# RECORDS TO USE
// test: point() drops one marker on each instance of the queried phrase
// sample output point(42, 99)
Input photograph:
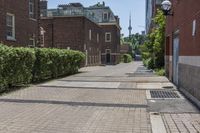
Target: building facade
point(109, 23)
point(19, 22)
point(77, 33)
point(94, 30)
point(182, 56)
point(151, 8)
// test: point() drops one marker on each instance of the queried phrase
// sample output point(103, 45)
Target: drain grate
point(164, 94)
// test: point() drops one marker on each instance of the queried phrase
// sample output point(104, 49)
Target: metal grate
point(164, 94)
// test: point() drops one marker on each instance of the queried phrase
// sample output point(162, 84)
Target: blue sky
point(122, 8)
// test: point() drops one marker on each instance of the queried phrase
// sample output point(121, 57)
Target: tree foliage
point(135, 40)
point(153, 48)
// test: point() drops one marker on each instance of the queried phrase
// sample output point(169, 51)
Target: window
point(90, 35)
point(105, 16)
point(31, 8)
point(108, 37)
point(32, 41)
point(97, 37)
point(10, 26)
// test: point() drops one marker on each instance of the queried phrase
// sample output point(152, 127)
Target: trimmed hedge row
point(25, 65)
point(126, 58)
point(52, 63)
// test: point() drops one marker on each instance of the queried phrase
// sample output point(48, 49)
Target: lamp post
point(166, 7)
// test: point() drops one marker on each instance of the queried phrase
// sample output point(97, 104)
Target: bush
point(16, 66)
point(149, 63)
point(126, 58)
point(160, 72)
point(23, 65)
point(52, 63)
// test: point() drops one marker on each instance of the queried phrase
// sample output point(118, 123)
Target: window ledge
point(33, 19)
point(10, 38)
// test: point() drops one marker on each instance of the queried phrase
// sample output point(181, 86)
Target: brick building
point(76, 27)
point(19, 22)
point(183, 46)
point(110, 46)
point(74, 32)
point(151, 8)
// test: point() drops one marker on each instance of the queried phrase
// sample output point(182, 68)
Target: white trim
point(108, 33)
point(190, 60)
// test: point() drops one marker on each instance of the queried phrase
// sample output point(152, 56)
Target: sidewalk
point(125, 98)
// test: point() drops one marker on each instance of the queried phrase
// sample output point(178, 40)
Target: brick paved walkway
point(98, 100)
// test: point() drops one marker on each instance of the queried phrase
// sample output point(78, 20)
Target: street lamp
point(166, 7)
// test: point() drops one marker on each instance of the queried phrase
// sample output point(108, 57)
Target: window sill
point(10, 38)
point(33, 19)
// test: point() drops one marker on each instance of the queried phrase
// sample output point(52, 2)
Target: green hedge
point(16, 66)
point(25, 65)
point(52, 63)
point(126, 58)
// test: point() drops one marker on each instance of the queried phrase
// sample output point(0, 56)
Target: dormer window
point(105, 16)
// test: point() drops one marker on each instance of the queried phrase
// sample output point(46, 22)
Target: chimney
point(104, 3)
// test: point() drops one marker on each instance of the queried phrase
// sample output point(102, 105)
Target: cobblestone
point(182, 123)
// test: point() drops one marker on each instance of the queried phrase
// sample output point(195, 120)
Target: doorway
point(175, 58)
point(108, 56)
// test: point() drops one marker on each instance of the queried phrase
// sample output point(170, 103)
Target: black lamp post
point(166, 7)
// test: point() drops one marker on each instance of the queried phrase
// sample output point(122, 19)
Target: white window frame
point(97, 37)
point(31, 13)
point(33, 45)
point(13, 27)
point(90, 34)
point(108, 33)
point(32, 38)
point(105, 19)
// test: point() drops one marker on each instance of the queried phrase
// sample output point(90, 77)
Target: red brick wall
point(185, 11)
point(114, 45)
point(24, 26)
point(73, 32)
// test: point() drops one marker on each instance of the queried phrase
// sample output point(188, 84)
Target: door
point(175, 59)
point(86, 61)
point(108, 56)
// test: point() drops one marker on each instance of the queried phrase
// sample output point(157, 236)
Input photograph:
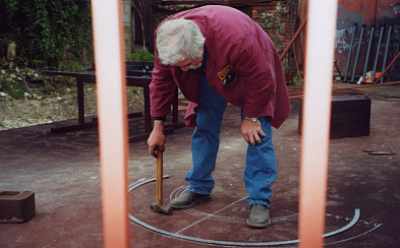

# EXERCISE DETAILS
Pull out each line in the records above that contains the word "grate" and list them.

# SOLUTION TO THIS EXERCISE
Target: drain grate
Target: metal grate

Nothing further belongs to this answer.